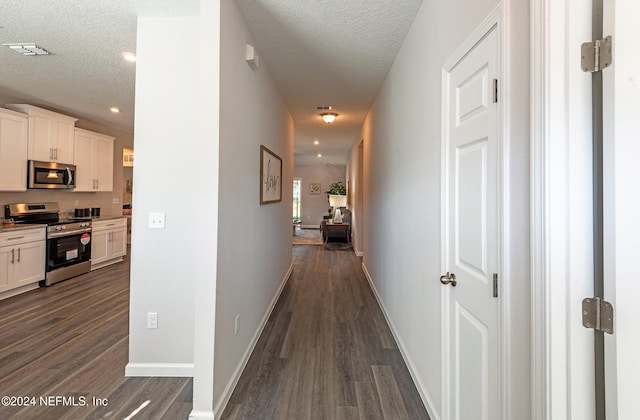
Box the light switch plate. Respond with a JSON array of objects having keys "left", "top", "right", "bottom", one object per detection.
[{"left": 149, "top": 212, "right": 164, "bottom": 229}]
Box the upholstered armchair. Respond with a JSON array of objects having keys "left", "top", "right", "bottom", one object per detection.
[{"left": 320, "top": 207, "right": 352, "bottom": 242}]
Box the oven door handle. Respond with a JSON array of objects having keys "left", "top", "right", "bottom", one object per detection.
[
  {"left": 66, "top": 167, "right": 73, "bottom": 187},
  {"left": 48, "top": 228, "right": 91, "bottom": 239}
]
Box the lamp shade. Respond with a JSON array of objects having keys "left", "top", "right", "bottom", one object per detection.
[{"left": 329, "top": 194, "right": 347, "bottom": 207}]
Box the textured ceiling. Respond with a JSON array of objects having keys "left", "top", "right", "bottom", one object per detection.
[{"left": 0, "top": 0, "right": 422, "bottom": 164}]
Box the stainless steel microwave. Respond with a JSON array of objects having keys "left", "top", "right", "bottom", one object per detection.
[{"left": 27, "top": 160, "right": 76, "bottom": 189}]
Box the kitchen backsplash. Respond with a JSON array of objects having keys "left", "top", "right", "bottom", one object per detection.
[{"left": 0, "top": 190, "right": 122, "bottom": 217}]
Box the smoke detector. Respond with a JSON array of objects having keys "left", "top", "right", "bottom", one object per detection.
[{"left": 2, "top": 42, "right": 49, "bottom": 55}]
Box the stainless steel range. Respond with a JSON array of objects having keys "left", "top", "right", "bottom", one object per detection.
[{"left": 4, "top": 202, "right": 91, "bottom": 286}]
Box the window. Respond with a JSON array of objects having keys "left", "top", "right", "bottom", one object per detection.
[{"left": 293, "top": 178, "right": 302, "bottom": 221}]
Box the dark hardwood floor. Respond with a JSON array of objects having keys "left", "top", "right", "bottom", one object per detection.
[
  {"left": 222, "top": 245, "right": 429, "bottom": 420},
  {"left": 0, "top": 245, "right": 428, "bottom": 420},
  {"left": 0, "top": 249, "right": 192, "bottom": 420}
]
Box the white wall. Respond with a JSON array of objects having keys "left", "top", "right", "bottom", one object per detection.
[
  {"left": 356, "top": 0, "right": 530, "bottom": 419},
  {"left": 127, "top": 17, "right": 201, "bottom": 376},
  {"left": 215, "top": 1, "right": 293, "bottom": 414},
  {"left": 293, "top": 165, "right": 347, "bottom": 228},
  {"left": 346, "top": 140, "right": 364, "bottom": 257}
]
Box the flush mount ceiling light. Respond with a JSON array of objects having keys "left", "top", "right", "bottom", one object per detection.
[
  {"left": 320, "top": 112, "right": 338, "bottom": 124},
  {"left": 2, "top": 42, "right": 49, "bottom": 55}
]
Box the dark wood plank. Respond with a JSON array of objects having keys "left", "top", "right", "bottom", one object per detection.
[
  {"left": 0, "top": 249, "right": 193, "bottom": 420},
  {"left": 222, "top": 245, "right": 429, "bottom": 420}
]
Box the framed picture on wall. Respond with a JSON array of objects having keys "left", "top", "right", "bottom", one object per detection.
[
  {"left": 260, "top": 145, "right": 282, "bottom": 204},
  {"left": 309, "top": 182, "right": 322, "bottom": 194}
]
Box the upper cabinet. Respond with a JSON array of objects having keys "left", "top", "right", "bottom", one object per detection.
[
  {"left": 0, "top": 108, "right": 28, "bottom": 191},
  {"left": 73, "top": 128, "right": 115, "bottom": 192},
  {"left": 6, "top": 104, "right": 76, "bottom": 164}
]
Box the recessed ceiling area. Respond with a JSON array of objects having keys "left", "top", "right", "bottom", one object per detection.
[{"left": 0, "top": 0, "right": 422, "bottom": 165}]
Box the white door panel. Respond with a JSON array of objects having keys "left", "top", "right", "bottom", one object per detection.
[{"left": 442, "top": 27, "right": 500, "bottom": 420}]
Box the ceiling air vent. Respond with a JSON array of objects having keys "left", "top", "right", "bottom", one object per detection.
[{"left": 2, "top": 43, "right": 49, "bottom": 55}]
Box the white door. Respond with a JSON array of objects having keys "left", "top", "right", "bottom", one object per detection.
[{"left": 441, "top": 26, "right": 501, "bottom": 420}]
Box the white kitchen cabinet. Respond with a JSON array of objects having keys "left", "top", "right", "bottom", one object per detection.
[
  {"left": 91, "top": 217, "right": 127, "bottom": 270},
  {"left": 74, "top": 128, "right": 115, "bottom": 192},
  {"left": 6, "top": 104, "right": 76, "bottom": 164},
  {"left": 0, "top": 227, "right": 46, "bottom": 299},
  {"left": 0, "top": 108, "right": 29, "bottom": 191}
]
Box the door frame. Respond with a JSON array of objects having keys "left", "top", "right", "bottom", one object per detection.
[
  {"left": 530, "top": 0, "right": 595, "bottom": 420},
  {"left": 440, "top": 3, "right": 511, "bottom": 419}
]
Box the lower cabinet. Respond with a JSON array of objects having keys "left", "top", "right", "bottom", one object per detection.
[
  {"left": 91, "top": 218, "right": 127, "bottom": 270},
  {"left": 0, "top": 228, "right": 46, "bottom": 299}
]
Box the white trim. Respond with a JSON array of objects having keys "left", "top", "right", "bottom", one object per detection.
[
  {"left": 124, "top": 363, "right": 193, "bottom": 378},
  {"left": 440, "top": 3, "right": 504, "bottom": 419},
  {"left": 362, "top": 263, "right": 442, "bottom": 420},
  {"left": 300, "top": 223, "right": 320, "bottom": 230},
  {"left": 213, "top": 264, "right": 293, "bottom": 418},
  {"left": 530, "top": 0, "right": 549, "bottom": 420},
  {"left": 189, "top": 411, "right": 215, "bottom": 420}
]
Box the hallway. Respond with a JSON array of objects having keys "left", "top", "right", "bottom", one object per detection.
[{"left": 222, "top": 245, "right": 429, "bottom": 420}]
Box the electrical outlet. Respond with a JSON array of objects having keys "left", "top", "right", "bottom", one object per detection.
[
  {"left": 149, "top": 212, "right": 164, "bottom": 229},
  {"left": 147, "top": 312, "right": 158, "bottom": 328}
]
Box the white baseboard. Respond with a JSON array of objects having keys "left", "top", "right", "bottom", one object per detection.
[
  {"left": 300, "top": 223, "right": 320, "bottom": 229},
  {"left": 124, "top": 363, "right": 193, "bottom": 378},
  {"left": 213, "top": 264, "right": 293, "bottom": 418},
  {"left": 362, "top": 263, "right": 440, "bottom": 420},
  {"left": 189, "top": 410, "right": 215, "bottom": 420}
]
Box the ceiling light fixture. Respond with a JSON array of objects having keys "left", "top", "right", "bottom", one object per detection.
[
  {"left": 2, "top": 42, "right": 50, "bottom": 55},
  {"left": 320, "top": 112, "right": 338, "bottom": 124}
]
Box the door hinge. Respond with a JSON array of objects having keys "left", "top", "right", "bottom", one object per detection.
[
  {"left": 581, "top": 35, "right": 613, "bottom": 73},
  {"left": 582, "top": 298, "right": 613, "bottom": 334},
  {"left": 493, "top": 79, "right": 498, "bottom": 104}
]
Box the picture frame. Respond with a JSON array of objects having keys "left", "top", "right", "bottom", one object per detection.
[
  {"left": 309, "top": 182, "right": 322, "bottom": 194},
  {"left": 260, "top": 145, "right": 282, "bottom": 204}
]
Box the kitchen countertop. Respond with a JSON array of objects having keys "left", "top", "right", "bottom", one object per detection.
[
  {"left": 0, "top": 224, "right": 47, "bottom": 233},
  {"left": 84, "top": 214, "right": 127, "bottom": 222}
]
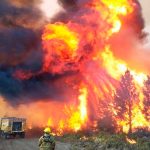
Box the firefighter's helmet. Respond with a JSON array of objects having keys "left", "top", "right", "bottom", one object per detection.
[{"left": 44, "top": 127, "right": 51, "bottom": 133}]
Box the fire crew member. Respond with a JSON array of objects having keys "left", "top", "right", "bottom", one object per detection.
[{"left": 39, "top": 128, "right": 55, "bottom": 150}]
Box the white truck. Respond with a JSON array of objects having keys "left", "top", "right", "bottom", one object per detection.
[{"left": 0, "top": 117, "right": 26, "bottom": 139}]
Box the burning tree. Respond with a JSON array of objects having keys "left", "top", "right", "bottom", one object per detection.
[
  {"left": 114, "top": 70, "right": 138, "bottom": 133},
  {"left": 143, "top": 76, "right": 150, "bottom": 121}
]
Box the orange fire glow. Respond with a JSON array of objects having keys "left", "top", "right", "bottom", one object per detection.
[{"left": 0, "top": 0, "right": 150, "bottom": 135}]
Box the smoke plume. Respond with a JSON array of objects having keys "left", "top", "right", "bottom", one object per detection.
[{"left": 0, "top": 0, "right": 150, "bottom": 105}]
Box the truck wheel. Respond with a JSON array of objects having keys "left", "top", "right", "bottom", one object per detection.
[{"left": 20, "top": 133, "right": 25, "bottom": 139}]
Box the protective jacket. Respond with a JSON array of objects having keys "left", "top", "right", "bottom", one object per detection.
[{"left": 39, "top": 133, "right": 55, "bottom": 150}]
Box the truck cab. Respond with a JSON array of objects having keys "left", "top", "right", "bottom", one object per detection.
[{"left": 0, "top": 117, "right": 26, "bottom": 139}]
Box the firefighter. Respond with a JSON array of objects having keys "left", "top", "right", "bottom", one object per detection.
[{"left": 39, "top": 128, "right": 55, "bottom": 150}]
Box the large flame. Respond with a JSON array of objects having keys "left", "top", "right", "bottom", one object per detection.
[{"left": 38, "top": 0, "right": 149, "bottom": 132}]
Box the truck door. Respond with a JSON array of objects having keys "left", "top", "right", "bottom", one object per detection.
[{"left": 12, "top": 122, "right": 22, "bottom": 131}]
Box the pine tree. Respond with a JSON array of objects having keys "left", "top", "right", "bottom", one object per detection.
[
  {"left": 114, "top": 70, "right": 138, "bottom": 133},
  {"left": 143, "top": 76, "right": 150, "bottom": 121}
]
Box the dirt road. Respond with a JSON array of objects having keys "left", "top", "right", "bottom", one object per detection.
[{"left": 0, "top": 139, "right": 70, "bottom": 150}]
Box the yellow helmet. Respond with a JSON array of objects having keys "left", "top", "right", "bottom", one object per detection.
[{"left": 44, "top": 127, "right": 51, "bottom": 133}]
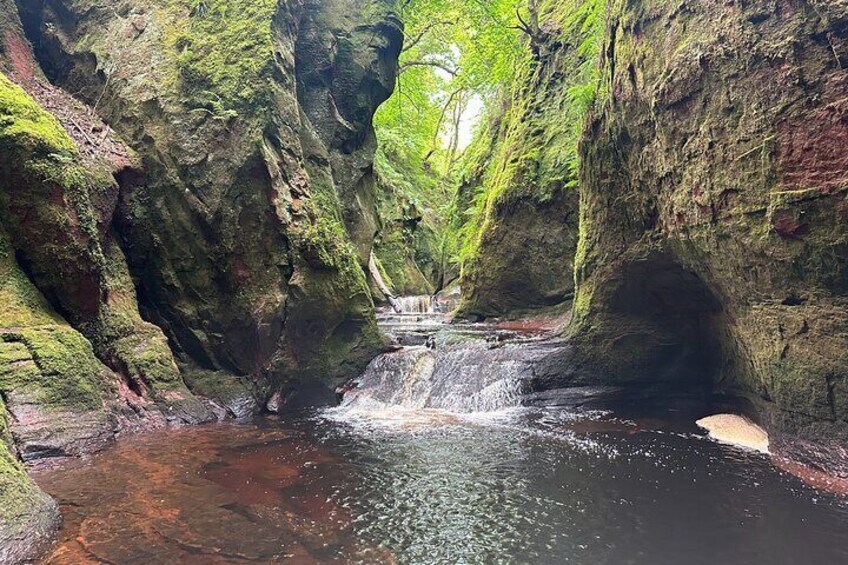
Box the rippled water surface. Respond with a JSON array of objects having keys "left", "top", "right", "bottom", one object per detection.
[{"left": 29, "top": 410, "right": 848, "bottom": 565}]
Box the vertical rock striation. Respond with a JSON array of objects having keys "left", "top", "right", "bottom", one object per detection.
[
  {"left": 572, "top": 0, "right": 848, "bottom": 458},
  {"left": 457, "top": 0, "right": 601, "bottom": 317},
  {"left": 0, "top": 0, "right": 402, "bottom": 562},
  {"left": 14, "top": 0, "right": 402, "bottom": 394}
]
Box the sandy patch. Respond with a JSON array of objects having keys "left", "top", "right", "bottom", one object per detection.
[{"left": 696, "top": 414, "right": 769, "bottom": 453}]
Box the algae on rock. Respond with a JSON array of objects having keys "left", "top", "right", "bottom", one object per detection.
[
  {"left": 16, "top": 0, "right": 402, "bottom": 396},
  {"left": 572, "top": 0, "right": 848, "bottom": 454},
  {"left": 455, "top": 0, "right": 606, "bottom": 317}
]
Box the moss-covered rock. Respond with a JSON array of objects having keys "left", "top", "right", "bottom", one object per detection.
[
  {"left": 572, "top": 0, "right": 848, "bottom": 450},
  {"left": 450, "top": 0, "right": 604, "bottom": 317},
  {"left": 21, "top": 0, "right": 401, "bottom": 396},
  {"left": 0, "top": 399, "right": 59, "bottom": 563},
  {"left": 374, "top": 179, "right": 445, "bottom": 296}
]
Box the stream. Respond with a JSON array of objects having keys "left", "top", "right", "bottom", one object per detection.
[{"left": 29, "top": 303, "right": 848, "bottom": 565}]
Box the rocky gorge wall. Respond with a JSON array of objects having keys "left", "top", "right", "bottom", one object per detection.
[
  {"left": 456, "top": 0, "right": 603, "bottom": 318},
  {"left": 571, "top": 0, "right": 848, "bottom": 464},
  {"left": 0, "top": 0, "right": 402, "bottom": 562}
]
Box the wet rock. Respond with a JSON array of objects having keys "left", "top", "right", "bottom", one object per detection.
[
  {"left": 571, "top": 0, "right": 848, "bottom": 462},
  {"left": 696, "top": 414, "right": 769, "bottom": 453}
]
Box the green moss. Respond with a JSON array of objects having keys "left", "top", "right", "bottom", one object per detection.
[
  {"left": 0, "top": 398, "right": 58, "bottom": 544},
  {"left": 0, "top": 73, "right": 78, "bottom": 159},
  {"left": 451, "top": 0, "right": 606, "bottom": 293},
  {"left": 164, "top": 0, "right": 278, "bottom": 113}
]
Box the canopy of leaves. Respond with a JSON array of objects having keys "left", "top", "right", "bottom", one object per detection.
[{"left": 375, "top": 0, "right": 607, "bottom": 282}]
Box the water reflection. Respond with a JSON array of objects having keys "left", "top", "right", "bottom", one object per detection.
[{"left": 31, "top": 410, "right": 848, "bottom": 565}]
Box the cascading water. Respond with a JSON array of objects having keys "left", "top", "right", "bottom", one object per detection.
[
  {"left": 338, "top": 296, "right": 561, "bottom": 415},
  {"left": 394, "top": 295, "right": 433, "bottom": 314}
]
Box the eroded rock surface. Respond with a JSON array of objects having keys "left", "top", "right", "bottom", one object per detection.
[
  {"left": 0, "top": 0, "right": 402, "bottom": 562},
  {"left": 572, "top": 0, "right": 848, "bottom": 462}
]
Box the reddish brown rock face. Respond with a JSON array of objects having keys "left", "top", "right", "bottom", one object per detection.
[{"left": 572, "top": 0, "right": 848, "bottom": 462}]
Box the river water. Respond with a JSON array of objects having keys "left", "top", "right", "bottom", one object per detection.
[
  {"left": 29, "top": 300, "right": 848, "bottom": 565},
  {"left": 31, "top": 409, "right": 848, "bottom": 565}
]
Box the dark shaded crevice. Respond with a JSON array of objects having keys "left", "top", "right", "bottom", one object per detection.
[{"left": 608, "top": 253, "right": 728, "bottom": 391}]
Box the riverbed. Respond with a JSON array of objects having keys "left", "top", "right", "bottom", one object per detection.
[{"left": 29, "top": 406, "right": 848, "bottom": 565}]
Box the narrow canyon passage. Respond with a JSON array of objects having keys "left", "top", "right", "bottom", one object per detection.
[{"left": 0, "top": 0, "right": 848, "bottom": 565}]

────────────────────────────────────────

## Aim:
Reproduce the data verbatim, from the line containing "Box the dark shaded" through the end of the data.

## Response:
Box the dark shaded crevice. Respond with a JSON array of objects having keys "left", "top", "right", "bottom", one object per detection.
[{"left": 608, "top": 253, "right": 728, "bottom": 391}]
Box the riverbed. Respond with a JSON array of objects having keys "left", "top", "right", "bottom", one object per detection.
[{"left": 29, "top": 406, "right": 848, "bottom": 565}]
Box the narrow canyon passage. Respond with a JSON array of objects having keys "left", "top", "right", "bottom", one object per detection.
[{"left": 0, "top": 0, "right": 848, "bottom": 565}]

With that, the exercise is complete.